- Work instruction
Find every line below with the word "zipper" in it, and copy each one.

☆ ☆ ☆ ☆

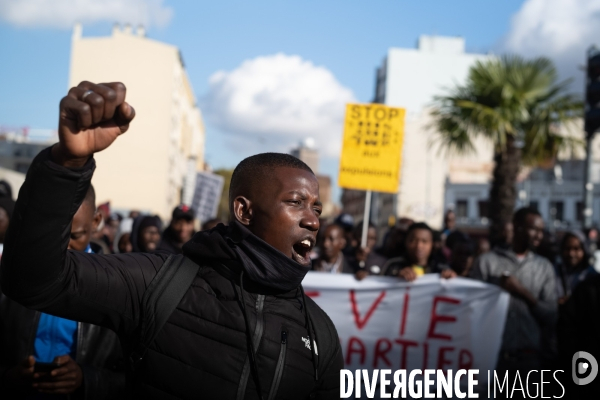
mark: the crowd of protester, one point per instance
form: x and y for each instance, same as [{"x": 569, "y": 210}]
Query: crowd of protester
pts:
[
  {"x": 551, "y": 279},
  {"x": 553, "y": 285}
]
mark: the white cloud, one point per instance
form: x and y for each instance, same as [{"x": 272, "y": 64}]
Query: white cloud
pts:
[
  {"x": 63, "y": 14},
  {"x": 270, "y": 103},
  {"x": 559, "y": 29}
]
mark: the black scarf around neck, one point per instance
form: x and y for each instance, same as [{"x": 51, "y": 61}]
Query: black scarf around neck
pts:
[{"x": 262, "y": 263}]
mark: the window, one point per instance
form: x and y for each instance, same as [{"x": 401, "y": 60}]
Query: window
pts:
[
  {"x": 483, "y": 208},
  {"x": 462, "y": 209},
  {"x": 557, "y": 210}
]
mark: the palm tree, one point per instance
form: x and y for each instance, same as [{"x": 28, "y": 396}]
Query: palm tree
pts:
[{"x": 519, "y": 106}]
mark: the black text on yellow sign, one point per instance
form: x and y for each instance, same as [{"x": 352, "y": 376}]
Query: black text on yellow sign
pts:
[{"x": 372, "y": 148}]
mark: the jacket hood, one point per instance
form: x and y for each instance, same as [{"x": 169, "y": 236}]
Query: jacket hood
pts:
[{"x": 235, "y": 247}]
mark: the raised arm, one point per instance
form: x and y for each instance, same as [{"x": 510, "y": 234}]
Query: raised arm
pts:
[{"x": 37, "y": 269}]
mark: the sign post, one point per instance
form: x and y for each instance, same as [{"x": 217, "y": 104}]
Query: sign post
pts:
[
  {"x": 207, "y": 194},
  {"x": 371, "y": 152}
]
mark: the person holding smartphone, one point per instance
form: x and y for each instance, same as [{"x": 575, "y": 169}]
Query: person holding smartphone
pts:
[{"x": 44, "y": 356}]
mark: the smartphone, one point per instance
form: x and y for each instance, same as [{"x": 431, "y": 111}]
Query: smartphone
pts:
[{"x": 45, "y": 367}]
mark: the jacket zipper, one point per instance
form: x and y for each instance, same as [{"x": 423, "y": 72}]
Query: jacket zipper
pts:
[
  {"x": 36, "y": 322},
  {"x": 258, "y": 332},
  {"x": 279, "y": 367}
]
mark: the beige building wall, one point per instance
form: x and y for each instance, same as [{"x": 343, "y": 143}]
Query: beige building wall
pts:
[{"x": 146, "y": 168}]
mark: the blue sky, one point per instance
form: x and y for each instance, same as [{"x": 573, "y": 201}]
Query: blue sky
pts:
[{"x": 347, "y": 38}]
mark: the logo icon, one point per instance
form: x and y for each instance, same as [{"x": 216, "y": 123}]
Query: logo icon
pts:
[
  {"x": 306, "y": 342},
  {"x": 580, "y": 367}
]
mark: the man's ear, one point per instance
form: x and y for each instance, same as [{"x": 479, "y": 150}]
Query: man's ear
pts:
[
  {"x": 96, "y": 221},
  {"x": 242, "y": 210}
]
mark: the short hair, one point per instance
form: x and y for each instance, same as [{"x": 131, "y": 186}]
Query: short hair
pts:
[
  {"x": 357, "y": 231},
  {"x": 255, "y": 168},
  {"x": 419, "y": 225},
  {"x": 90, "y": 197},
  {"x": 520, "y": 216}
]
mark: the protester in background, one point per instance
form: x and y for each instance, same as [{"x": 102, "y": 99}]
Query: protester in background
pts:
[
  {"x": 364, "y": 259},
  {"x": 122, "y": 242},
  {"x": 549, "y": 248},
  {"x": 211, "y": 223},
  {"x": 505, "y": 239},
  {"x": 346, "y": 221},
  {"x": 246, "y": 302},
  {"x": 7, "y": 205},
  {"x": 529, "y": 279},
  {"x": 449, "y": 223},
  {"x": 179, "y": 231},
  {"x": 394, "y": 241},
  {"x": 574, "y": 267},
  {"x": 145, "y": 234},
  {"x": 88, "y": 355},
  {"x": 110, "y": 229},
  {"x": 5, "y": 189},
  {"x": 438, "y": 254},
  {"x": 133, "y": 214},
  {"x": 592, "y": 240},
  {"x": 331, "y": 259},
  {"x": 483, "y": 246},
  {"x": 417, "y": 260},
  {"x": 462, "y": 255}
]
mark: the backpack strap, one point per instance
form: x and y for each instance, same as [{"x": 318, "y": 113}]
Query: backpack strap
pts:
[{"x": 162, "y": 296}]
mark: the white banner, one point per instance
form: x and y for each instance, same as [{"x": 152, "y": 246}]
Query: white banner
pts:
[{"x": 432, "y": 323}]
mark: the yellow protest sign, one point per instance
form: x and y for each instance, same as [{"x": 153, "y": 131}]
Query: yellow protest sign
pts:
[{"x": 372, "y": 148}]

☆ ☆ ☆ ☆

- Exercise result
mark: the jacket zipper, one point per instance
Query: jacket zipper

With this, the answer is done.